A run of records
====
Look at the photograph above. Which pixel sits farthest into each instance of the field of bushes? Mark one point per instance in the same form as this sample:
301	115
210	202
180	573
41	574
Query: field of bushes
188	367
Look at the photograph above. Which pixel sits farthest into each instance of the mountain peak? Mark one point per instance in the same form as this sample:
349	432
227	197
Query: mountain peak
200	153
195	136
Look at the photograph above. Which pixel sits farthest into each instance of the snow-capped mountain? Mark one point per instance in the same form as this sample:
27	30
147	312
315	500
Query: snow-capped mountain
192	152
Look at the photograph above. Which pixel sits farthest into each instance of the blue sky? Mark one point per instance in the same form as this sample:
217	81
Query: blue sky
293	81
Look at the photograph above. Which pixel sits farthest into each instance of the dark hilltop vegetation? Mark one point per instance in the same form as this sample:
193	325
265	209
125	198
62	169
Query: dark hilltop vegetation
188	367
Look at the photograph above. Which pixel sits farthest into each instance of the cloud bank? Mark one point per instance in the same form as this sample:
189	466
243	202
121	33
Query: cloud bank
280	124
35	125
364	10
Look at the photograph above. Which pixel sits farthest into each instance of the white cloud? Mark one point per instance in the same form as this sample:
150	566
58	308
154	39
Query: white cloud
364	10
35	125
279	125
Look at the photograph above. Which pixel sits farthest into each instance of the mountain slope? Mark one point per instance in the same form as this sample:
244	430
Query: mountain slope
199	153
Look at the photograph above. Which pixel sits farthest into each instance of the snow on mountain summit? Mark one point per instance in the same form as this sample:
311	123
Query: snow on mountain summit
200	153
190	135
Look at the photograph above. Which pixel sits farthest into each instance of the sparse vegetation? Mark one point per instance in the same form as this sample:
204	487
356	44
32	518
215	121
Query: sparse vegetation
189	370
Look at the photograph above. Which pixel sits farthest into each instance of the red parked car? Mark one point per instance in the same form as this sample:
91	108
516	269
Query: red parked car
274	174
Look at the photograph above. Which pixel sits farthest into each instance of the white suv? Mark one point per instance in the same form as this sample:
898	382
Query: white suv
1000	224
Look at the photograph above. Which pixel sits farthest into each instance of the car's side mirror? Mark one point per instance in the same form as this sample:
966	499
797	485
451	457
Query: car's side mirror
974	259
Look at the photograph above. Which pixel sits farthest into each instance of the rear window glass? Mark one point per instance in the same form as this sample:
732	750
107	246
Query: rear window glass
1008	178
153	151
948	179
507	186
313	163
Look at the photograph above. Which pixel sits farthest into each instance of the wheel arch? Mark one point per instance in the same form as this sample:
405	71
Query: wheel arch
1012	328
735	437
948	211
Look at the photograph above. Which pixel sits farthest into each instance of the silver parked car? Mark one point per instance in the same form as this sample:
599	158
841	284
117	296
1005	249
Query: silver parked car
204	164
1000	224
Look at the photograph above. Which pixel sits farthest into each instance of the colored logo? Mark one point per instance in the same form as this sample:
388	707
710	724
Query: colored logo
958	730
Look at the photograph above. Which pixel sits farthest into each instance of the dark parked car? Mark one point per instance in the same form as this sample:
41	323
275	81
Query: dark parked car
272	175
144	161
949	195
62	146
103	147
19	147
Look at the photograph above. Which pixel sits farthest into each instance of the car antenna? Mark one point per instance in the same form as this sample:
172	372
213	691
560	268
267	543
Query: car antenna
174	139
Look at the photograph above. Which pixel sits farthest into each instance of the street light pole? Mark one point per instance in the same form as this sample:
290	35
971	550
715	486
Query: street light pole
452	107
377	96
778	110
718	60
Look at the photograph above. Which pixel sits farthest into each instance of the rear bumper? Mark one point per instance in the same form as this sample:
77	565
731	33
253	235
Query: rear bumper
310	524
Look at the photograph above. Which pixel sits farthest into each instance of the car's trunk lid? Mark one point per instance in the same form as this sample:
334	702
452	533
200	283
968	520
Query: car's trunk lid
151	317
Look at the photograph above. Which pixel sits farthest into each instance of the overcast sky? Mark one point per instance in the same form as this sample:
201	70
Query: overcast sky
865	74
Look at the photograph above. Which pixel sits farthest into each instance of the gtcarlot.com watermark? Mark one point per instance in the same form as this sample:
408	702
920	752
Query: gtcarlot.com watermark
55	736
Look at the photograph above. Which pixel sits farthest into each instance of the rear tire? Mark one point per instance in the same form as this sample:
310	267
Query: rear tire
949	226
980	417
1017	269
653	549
====
What needs to be done: Extract the full listing and reproduce each line exactly.

Full solution:
Look at the photograph above. Which pixel sits farthest into each instance of the field of bushes? Mark one point per instance in the same form as this sample:
301	115
210	202
180	573
41	574
Query: field of bushes
188	367
Look at the photograph above. Which pixel sits farthest into each instance of the mountain peak? Mark one point per instance in the same form as this sample:
349	432
227	197
Query: mountain peak
200	153
195	136
Look at the photograph above. Which pixel sits farthest into each instance of the snow-capped mountain? Mark one point per instance in the same form as this sample:
27	30
147	312
315	500
Query: snow-capped mountain
192	152
Look at the photograph above. Which pixel sits farthest into each instance of the blue sky? Mark one point per instance in the same form as this sample:
217	81
Query: blue sky
293	81
Look at the photograph above. Which pixel sits farthest into each instance of the dark hilltop vegetation? Mark one point per instance in the same form as this sample:
193	325
265	209
125	198
62	169
Query: dark hilltop vegetation
188	367
Look at the photograph above. Which pixel sits farthest into each instance of the cloud bank? Mark one point per instance in the same form as this sample:
189	466
243	202
121	33
Query: cloud bank
280	124
35	125
364	10
Look at the photograph above. Which pixel sits farthest into each instance of the white cloud? Mark one point per instance in the same form as this sample:
150	566
58	308
154	39
Query: white cloud
364	10
35	125
279	125
Look at the photograph above. Which pixel sits farthest into each instance of the mountain slope? Mark one point per instance in the same form as this sample:
244	430
Query: mountain slope
199	153
Look at the photograph above. Which pixel sits farthest into each instance of the snow on mountain summit? Mark one point per instance in the same form as this sample:
311	123
Query: snow on mountain summit
200	153
190	135
Look at the photograph above. Which pixel sits farthest into each instance of the sparse vegetation? Mark one point per instance in the same form as this sample:
204	487
356	44
32	518
215	121
Query: sparse vegetation
189	370
Look at the photograph above. Which pixel sits farthest into each instance of the red parked car? Mark one point per instance in the same form as this sample:
91	108
516	269
Query: red parked car
274	174
Look at the photograph above. Which pixel sits farthest into each instance of the white suv? Mark one point per instance in the same form as this sample:
898	382
Query: white suv
1000	224
Look at the photograph above. Which pixel sits farthest into each instance of the car's side mirror? Mark one point per instance in the same form as this sample:
966	499
797	485
451	457
Query: car's side mirror
974	259
Look at the photograph above. Which pixel sits farthest into each instance of the rear window glass? Mark one point per instance in the same form as this sample:
732	750
107	246
Query: rear window glass
1008	178
153	151
948	179
507	186
313	163
Look at the photograph above. Which pixel sits farthest into each instance of the wheel arch? Mark one point per instance in the same form as this sample:
405	71
Query: wheel arch
1012	328
735	437
948	211
Look at the photograph above. Which pixel sits farthest into each instance of the silver parked car? Mark one point per instance in the same form as this sample:
599	158
841	284
117	296
1005	249
Query: silver parked car
204	164
1000	224
Look at the photograph above. Which pixel sits farthest into each instance of the colored logo? Mark one point per instance in the same form as this sample:
388	707
710	724
Query: colored logo
958	730
Look at the photograph above. Which pixel sits farthest into each instance of the dark parked car? Mark one point per instance in the same form as this sample:
41	323
275	81
Query: dark parked car
272	175
144	161
949	195
62	146
103	147
19	147
Look at the photograph above. Which pixel sits farthest into each instance of the car antenna? Mark one point per instance in the same form as this sample:
172	372
213	691
560	268
267	543
Query: car antenna
174	139
Look at the photograph above. Which pixel sits farthest into each instance of the street light pole? Mark one point per instance in the same form as this sample:
290	35
971	550
715	486
Query: street light pole
452	107
377	96
778	110
718	60
Look at the photograph above. Which pixel sits farthest into each instance of the rear bumper? Mark one point per instance in the same form as this sample:
77	565
731	33
253	235
Query: rear bumper
310	524
Look at the photograph above. Which pixel sits farthest into each instance of the car's trunk lid? Mark one point per instance in the same form as this sample:
334	702
452	533
200	283
968	520
Query: car's trunk lid
151	317
Look at the photograph above. Which pixel sits farthest into each instance of the overcast sky? Mark one point per instance in the same form as this sample:
201	70
Query: overcast sky
865	74
Look at the photograph above. Which pixel sits farthest into each instance of the gtcarlot.com watermark? Mark one point per instance in the same form as this sample:
408	702
920	752
Query: gtcarlot.com watermark
55	736
Look at the photograph above. Which pixel sits farthest into each instance of the rear tire? Mark one point per instance in the same form as this sample:
310	267
Query: rear tire
949	226
980	417
1017	269
653	549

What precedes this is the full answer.